(Extracted data entries)

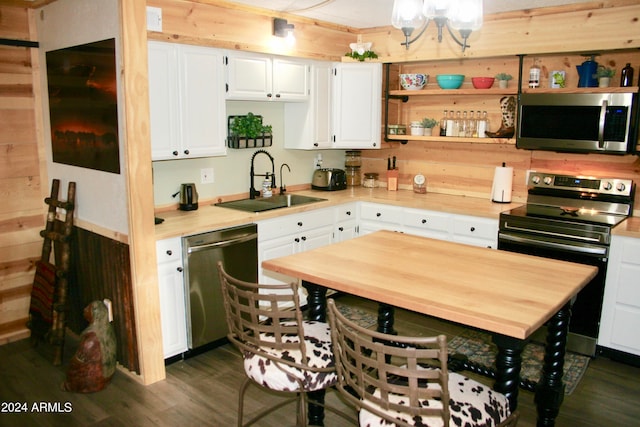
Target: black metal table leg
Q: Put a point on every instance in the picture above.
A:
(550, 389)
(508, 365)
(385, 319)
(317, 304)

▸ Assignment
Leave the pictures aside and give every entry above again word for word.

▸ Exercise output
Target: black metal table leg
Q: Put a point on every instance in the picture above.
A:
(550, 389)
(508, 365)
(385, 319)
(317, 304)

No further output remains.